Referring expression pointing data:
------------------------------------------------------------------------

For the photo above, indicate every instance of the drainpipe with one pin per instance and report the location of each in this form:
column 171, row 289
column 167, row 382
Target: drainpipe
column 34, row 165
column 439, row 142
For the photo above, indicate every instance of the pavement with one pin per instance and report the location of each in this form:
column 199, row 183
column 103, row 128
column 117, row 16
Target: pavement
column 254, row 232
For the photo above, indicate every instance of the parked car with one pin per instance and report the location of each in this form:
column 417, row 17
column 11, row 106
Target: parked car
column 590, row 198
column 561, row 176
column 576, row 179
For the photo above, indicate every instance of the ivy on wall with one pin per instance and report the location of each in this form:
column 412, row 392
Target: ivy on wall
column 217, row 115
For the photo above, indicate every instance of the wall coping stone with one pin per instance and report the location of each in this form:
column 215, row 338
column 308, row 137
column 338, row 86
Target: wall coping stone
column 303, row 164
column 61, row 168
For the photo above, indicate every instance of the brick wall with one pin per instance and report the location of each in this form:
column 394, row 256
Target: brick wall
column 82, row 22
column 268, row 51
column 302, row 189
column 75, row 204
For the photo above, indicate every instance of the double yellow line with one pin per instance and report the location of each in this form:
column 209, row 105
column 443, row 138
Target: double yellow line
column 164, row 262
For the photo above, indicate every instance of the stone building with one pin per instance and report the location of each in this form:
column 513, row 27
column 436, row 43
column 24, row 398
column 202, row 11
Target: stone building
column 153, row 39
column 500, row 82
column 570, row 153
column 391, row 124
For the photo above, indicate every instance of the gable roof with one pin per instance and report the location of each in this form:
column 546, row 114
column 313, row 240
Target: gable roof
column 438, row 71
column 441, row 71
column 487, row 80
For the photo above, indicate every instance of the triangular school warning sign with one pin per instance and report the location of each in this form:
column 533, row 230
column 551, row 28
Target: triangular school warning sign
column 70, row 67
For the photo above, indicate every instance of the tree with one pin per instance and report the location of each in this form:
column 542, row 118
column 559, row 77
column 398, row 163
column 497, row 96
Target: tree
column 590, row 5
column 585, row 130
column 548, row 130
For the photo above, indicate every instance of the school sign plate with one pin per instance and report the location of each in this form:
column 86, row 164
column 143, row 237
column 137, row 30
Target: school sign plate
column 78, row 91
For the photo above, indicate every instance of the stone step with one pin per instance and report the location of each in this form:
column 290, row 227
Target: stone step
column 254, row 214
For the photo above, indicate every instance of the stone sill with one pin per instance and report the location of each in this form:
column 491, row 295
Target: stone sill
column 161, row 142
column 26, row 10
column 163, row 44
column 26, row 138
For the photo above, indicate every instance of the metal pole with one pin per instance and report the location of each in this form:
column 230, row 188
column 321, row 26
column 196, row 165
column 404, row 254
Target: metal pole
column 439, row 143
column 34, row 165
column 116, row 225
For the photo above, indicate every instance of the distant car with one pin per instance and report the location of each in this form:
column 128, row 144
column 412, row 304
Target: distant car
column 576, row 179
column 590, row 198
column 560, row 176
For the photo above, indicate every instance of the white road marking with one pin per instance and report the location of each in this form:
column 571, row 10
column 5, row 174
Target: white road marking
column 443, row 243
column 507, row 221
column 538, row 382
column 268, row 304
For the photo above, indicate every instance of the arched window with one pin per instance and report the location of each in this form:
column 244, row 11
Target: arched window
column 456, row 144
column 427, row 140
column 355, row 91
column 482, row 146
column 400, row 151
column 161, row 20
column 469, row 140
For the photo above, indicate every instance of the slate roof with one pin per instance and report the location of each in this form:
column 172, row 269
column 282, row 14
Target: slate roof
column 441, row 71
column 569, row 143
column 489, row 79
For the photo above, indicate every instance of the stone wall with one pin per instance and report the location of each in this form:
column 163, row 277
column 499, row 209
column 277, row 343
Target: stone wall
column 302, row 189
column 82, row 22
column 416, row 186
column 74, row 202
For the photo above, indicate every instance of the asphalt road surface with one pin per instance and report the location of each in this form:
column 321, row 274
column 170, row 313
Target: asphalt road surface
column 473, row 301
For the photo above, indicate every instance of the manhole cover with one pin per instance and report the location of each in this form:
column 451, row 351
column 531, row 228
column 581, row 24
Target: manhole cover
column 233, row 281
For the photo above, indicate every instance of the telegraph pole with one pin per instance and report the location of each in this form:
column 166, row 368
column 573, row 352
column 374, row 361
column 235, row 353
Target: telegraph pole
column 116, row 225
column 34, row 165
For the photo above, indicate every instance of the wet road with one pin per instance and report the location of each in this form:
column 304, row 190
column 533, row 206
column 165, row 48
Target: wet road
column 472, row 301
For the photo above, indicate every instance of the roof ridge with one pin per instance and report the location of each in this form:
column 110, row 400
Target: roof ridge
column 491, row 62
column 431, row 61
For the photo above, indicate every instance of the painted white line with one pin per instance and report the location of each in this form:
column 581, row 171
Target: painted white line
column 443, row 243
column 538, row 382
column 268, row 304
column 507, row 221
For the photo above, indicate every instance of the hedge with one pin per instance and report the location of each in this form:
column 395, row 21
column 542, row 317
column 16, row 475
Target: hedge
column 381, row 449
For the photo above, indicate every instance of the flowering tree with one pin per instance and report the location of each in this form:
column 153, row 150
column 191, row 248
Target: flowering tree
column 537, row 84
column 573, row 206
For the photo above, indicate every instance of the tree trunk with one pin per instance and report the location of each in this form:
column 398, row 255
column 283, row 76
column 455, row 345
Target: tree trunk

------------------------------------------------------------------------

BRIEF — All records above are to be output again exactly as they stand.

SOLUTION —
For the photo above, indicate every instance of the drainpipe with one pin per instance and report the location of each in this form:
column 171, row 289
column 167, row 382
Target: drainpipe
column 34, row 165
column 439, row 142
For the photo above, indicate every instance of the pavement with one pin per instance and report the location of each in this form:
column 199, row 183
column 103, row 128
column 117, row 16
Target: pavement
column 254, row 232
For the photo above, indicate every instance of the parked car with one pin per instance and report the location of each in this form:
column 417, row 17
column 11, row 106
Target: parked car
column 590, row 198
column 561, row 176
column 576, row 179
For the photo above, indicate every instance of the ivy on wall with one pin per instance and report the location of each in this form:
column 412, row 392
Target: ivy on wall
column 217, row 115
For the photo above, indicate every instance of the wall coping stone with one pin per instance and report the location of each in this form:
column 215, row 338
column 308, row 137
column 338, row 86
Target: wall coping stone
column 303, row 164
column 61, row 168
For the photo above, indicate every instance of the brick wall with one pin per instance and report the location of each in this form:
column 394, row 256
Target: brick wall
column 82, row 22
column 268, row 51
column 302, row 189
column 75, row 204
For the photo above, indicate every instance of the double yellow line with one pin per instance and report the location of each in this form:
column 209, row 105
column 443, row 138
Target: double yellow line
column 164, row 262
For the photo above, indicate every instance of the stone building with one pin per instance and report the location of each in this form:
column 513, row 27
column 436, row 43
column 24, row 398
column 202, row 11
Target: stone building
column 153, row 39
column 500, row 82
column 570, row 153
column 391, row 124
For the photo above, indicate every instance of the gable roof with one pin per instance and report the location of each in this form:
column 546, row 114
column 313, row 240
Target: gable roof
column 438, row 71
column 441, row 71
column 487, row 80
For the photo above, indicate every instance of the triangular school warning sign with one pin per instance and report the location of each in this form:
column 533, row 230
column 551, row 28
Target: triangular school warning sign
column 70, row 67
For the photo above, indicate every instance of the tree with one pin per instance and report the location of each in this form:
column 542, row 118
column 559, row 77
column 398, row 163
column 497, row 96
Target: tree
column 590, row 5
column 585, row 130
column 548, row 130
For the photo above, indicate every instance of the school sign plate with one pin per instance and report the location of each in this form:
column 86, row 164
column 143, row 237
column 137, row 30
Target: school sign plate
column 78, row 91
For the photo above, indicate every instance of the stone step with one pin per instance and report the location of each in this form:
column 290, row 227
Target: stone step
column 254, row 214
For the photo above, indicate every instance of the stone sill with one pin per instance and report the location of each in this form:
column 491, row 295
Target: stone sill
column 161, row 142
column 26, row 10
column 163, row 44
column 26, row 138
For the photo above, indicate every instance of the metal pole with one pin per instance and report the location of each in this form:
column 230, row 188
column 321, row 26
column 196, row 165
column 404, row 254
Target: metal pole
column 439, row 143
column 34, row 165
column 116, row 225
For the photo above, indicate every instance of the distant car with one pin per instance and report the location of each in this form:
column 128, row 144
column 412, row 304
Target: distant car
column 576, row 179
column 590, row 198
column 560, row 176
For the photo above, indicate every instance of the white road marking with one pin per instance and report the location of each in this form:
column 571, row 10
column 5, row 174
Target: white road marking
column 443, row 243
column 507, row 221
column 538, row 382
column 268, row 304
For the photo above, indicate every instance of the arched window with one pin per instance and report the location of each in this form:
column 244, row 11
Target: arched window
column 456, row 144
column 427, row 140
column 355, row 91
column 482, row 146
column 400, row 151
column 161, row 20
column 469, row 140
For the photo above, indicate every instance of the slate roof with one pin per instance and report the location of each in this form:
column 172, row 269
column 282, row 14
Target: slate roof
column 441, row 71
column 569, row 143
column 489, row 79
For the photo above, indicate every instance of the stone wall with one pin per instance and report the location of each in this form:
column 163, row 277
column 499, row 209
column 277, row 343
Target: stone wall
column 302, row 189
column 82, row 22
column 416, row 186
column 74, row 202
For the photo above, indicate every instance of the asphalt road surface with one pin per instance and report the location of each in this form:
column 321, row 274
column 170, row 313
Target: asphalt road surface
column 473, row 301
For the photo above, indicate every instance of the manhole cover with one pin per instance and report the location of each in this form:
column 451, row 351
column 531, row 228
column 581, row 24
Target: manhole cover
column 233, row 281
For the photo above, indicate every instance of the telegraph pole with one pin per instance and report the location of each in this form:
column 166, row 368
column 573, row 352
column 374, row 361
column 235, row 353
Target: telegraph pole
column 116, row 225
column 34, row 165
For the photo above, indicate every instance of the wet road with one pin per instance and report the location of each in this form:
column 304, row 190
column 533, row 206
column 165, row 48
Target: wet road
column 472, row 301
For the photo above, indicate every instance of the roof ridge with one pin per instance and report the location of each in this form:
column 110, row 400
Target: roof ridge
column 491, row 62
column 431, row 61
For the photo above, indicate every instance of the painted white line with one pin per instance and report the location of each in this form:
column 581, row 171
Target: painted white line
column 443, row 243
column 538, row 382
column 268, row 304
column 507, row 221
For the photo above, indicate every instance of the hedge with one pin per instance and report the location of each in this form:
column 395, row 21
column 542, row 317
column 16, row 475
Target: hedge
column 381, row 449
For the photo above, indicate every instance of the flowering tree with one pin per instance and report the location of each in this form:
column 153, row 150
column 191, row 248
Target: flowering tree
column 537, row 84
column 573, row 206
For the photo above, indicate every instance of the tree trunk with one pin per instance and report the location of each in this form:
column 398, row 255
column 283, row 76
column 455, row 345
Target: tree trunk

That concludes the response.